- [SCHRIFTLICHE AUFGABE 1]
Gib aus dem Text über das Buch Ruth den Abschnitt zwischen "ZEITABSCHNITT" und "vor Baal beugte.", einschließlich, wortgetreu wieder.

- [VORGEGEBENER TEXT]
*****

ALLGEMEINES
Das Büchlein Ruth gehört zu den «fünf Büchern» (Megilloth), die an bestimmten Festen im Tempel vorgelesen wurden, nämlich: Hohelied, Ruth, Klagelieder, Prediger und Esther. Das Buch Ruth wurde anlässlich des Erntefestes vorgelesen.
ZEITABSCHNITT
Die Geschichte spielt sich zur Richterzeit ab (Ri 1,1), als eine Hungersnot im Lande herrschte (vgl. Ri 6,4). Es war eine Zeit der Unruhe und des Zerwürfnisses, und diese liebliche Begebenheit tritt um so heller hervor, als sie in einen solch dunklen Rahmen gestellt ist. Sie beweist, dass trotz allem noch eine Elite vorhanden war, die ihre Knie nicht vor Baal beugte.

*****

- [DIE DATEN]
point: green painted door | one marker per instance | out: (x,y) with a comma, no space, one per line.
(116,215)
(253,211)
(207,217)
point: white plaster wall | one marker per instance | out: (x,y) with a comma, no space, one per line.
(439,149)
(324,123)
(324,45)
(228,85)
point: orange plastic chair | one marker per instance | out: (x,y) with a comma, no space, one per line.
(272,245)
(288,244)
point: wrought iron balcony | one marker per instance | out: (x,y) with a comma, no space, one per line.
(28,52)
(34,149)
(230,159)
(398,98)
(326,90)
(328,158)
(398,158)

*****

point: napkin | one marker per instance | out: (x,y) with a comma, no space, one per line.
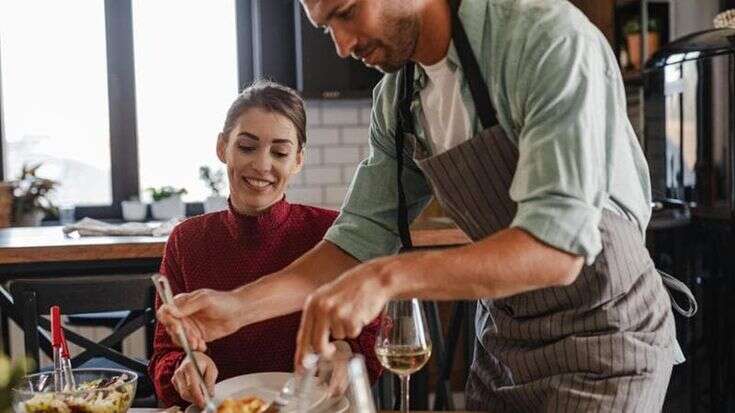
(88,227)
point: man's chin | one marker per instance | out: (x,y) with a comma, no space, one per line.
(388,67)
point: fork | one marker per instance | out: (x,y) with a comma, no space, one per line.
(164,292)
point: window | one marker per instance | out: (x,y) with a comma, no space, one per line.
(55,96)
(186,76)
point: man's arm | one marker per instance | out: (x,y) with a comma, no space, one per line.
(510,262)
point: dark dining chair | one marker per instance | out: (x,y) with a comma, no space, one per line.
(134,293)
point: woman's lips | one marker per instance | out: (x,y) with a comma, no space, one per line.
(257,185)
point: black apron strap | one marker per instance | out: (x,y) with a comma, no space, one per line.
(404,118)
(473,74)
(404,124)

*****

- [SCHRIFTLICHE AUFGABE 2]
Liste jede Zeile oben auf, die die Zeichenfolge "line" enthält. Achte dabei auf Groß- und Kleinschreibung.

- [ANTWORT ZUR ÜBUNG 1]
ZEITABSCHNITT
Die Geschichte spielt sich zur Richterzeit ab (Ri 1,1), als eine Hungersnot im Lande herrschte (vgl. Ri 6,4). Es war eine Zeit der Unruhe und des Zerwürfnisses, und diese liebliche Begebenheit tritt um so heller hervor, als sie in einen solch dunklen Rahmen gestellt ist. Sie beweist, dass trotz allem noch eine Elite vorhanden war, die ihre Knie nicht vor Baal beugte.

- [ANTWORT ZUR ÜBUNG 2]
point: green painted door | one marker per instance | out: (x,y) with a comma, no space, one per line.
point: white plaster wall | one marker per instance | out: (x,y) with a comma, no space, one per line.
point: orange plastic chair | one marker per instance | out: (x,y) with a comma, no space, one per line.
point: wrought iron balcony | one marker per instance | out: (x,y) with a comma, no space, one per line.
point: napkin | one marker per instance | out: (x,y) with a comma, no space, one per line.
point: man's chin | one marker per instance | out: (x,y) with a comma, no space, one per line.
point: fork | one marker per instance | out: (x,y) with a comma, no space, one per line.
point: window | one marker per instance | out: (x,y) with a comma, no space, one per line.
point: man's arm | one marker per instance | out: (x,y) with a comma, no space, one per line.
point: dark dining chair | one marker per instance | out: (x,y) with a comma, no space, one per line.
point: woman's lips | one marker per instance | out: (x,y) with a comma, no space, one per line.
point: black apron strap | one marker per instance | out: (x,y) with a comma, no space, one per line.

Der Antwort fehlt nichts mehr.